== Brief ==
The task for the listing below is to write out exactly the lines starting at the one containing "Target: dense green foliage" and ending at the one containing "Target: grassy hillside", both included. Pictures are to be omitted.

== Source material ==
--------------------------------

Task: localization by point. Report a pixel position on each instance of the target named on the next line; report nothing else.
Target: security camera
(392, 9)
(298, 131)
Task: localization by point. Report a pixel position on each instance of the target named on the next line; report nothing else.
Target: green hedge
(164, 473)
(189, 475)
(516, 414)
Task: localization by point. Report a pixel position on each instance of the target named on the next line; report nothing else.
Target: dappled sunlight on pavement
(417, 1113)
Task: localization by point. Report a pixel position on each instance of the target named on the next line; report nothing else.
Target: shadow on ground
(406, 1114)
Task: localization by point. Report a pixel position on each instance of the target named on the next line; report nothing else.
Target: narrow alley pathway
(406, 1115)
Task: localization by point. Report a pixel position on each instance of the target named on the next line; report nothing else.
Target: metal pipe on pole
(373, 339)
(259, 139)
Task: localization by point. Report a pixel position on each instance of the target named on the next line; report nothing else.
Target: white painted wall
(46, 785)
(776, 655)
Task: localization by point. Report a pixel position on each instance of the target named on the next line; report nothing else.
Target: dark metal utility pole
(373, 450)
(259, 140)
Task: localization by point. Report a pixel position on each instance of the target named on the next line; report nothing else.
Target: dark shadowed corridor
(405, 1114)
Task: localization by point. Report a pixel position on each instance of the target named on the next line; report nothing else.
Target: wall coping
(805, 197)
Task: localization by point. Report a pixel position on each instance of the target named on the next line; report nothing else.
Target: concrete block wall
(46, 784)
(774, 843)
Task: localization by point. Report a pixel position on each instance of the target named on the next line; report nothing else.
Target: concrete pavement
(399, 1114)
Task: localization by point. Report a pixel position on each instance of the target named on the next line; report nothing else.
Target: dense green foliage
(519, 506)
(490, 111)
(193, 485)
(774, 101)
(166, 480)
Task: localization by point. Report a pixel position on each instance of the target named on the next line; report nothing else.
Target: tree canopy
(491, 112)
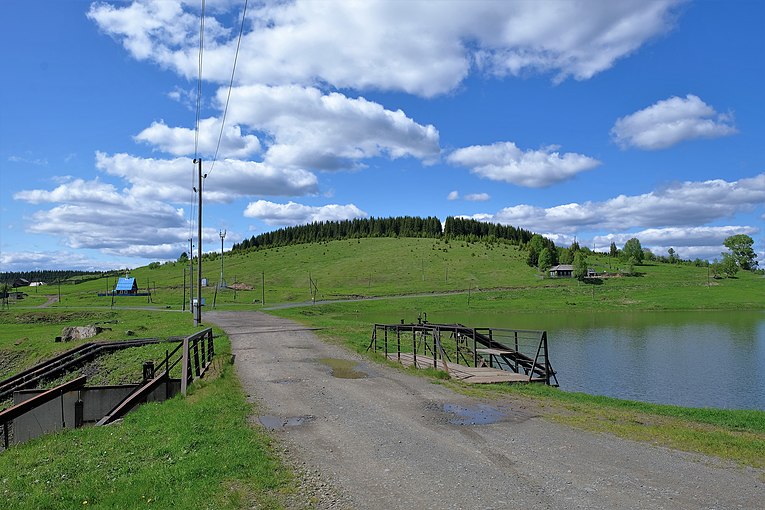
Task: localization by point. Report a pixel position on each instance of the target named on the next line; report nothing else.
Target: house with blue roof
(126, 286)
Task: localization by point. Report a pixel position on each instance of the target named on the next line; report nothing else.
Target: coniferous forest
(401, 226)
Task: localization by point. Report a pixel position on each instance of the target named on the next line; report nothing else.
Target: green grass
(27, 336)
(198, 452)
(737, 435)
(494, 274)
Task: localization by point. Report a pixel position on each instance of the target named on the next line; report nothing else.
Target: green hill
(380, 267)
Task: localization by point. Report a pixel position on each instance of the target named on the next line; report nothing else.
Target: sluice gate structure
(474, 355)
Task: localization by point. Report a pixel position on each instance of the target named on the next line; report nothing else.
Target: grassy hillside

--------------------------------

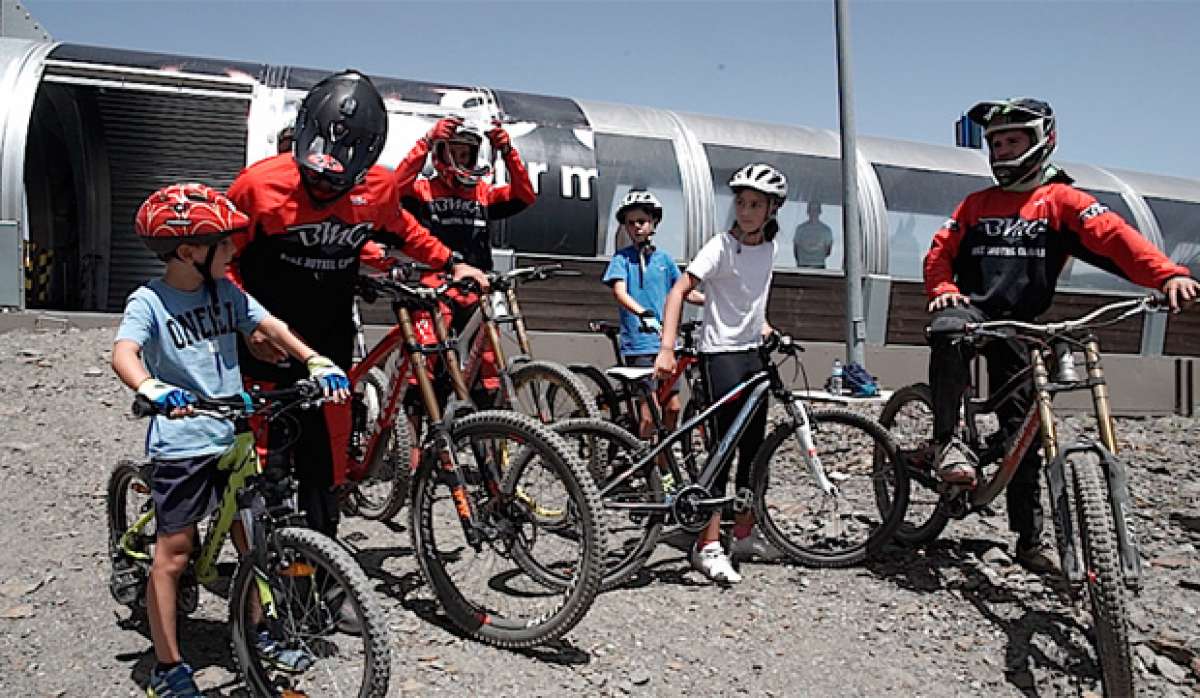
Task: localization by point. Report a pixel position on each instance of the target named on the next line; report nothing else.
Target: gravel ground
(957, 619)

--------------------------------

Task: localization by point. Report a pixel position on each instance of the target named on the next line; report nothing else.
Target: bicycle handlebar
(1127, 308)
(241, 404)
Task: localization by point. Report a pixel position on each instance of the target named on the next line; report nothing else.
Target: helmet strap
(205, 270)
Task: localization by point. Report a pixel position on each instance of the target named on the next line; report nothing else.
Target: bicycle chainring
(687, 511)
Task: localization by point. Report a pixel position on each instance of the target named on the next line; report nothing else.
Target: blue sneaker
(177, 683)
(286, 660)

--------------------------------

== Result below ==
Target: dense green foliage
(519, 506)
(490, 111)
(193, 485)
(774, 101)
(166, 480)
Task: localization by point. Report a pixel position on each instance of the target named on the next line; report nothing else.
Target: tree canopy
(491, 112)
Task: localization by point. Report a pixel position on each instance of the target named on the next line; report nothing else.
Target: house with blue roof
(126, 286)
Task: localization by point. Report a pixel position on each instance of the target named on the next line; report nothing else.
Target: coniferous forest
(401, 226)
Task: localization by point. Report a pixel position on each instance of the target named on the next line; report nothing else.
Target: green grass
(27, 336)
(198, 452)
(737, 435)
(494, 274)
Task: localization by point. Report a pixel position on each instance of the target named on the next line; report nothing else.
Target: green hill
(380, 267)
Task: localization by point. Report a pixel position on each instance of the target named on the next line; report nothing else.
Target: sluice gate structure
(474, 355)
Task: localization by point. Report a pixel position on each instance of the target named on the next line; report nothing else.
Target: grassy hillside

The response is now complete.